### [Aufgaben]
1. Erklären Sie in ein bis drei Sätzen, weshalb Kanyon laut dem Artikel unten unlängst aufgefallen ist.
2. Zählen Sie, wie viele Zeilen der Reihen unten die Zeichenfolge „robe“ enthalten, und geben Sie nur die Zahl an. Groß- und Kleinschreibung ist dabei zu beachten.

### [Textausschnitt]
Noch ein Komponentendisti – braucht es das?

Komponenten-Distributoren scheint es in diesem Land genug zu geben. Dies finden auf jeden Fall die bereits etablierten Distis. Trotzdem wagen sich René Hedinger (Bild links) und Jürg Schweizer (Bild rechts) von Kanyon in dieses Business vor. Warum nur?

Artikel erschienen in Swiss IT Reseller 2001/17

     

Kanyon ist eine kleine Firma mit 12 Mitarbeitenden. Das Hauptgeschäft ist Assemblierung. Unlängst fiel die Firma auf, weil sie verkündete, in Zukunft vermehrt Komponentendistribution zu betreiben. IT Reseller hat bei den beiden Besitzern und Geschäftsführern von Kanyon, René Hedinger und Jürg Schweizer, nachgefragt.
IT Reseller: Komponenten-Distributoren gibt es in der Schweiz einige, der Markt ist hart umkämpft. Wie grenzt Kanyon sich von der Konkurrenz ab?
Jürg Schweizer: Die Qualität ist entscheidend. Unsere Dienstleistungen sind qualitativ gut – warum sollen nicht auch Händler bei uns beschaffen und davon profitieren?
René Hedinger: Wir sind kein reiner Komponenten-Distributor, sondern wir definieren uns als Provider für den Kunden. Wir sind stark mit HP- und Philips-Peripherie und haben Leute, die zum Teil seit 15 Jahren im Geschäft sind.

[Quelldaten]
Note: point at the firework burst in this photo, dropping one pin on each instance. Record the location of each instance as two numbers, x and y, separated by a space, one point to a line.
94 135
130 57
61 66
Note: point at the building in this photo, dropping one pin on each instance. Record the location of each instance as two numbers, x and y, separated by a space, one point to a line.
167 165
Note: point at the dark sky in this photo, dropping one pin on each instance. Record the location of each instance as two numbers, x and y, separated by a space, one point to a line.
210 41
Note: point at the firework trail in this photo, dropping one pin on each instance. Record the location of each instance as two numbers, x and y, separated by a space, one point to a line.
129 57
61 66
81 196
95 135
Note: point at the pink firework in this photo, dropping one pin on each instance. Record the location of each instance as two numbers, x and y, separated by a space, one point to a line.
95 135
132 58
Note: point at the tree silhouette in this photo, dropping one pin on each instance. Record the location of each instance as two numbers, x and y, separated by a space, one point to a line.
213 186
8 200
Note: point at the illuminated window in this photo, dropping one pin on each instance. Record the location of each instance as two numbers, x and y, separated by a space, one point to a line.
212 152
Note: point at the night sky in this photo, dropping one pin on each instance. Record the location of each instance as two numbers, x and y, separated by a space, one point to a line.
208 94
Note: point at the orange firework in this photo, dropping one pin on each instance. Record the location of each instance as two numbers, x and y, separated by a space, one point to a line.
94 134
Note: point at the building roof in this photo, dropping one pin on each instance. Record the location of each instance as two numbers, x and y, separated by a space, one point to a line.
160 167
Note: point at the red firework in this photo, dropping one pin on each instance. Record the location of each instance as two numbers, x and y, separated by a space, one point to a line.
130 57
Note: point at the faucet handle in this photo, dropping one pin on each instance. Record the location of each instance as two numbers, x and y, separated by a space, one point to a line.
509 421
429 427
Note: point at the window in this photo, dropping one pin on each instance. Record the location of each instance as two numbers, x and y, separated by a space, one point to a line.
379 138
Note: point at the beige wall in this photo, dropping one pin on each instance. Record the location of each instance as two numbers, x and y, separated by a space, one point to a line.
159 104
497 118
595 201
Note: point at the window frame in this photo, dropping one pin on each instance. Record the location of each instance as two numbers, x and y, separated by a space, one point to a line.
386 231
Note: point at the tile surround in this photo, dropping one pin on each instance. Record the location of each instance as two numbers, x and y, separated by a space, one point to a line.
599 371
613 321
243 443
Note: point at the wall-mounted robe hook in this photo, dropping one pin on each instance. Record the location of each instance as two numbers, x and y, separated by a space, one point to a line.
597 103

### [Erwartete Ausgaben]
1. Kanyon fiel auf, weil die Firma verkündete, in Zukunft vermehrt Komponentendistribution zu betreiben.

2. 1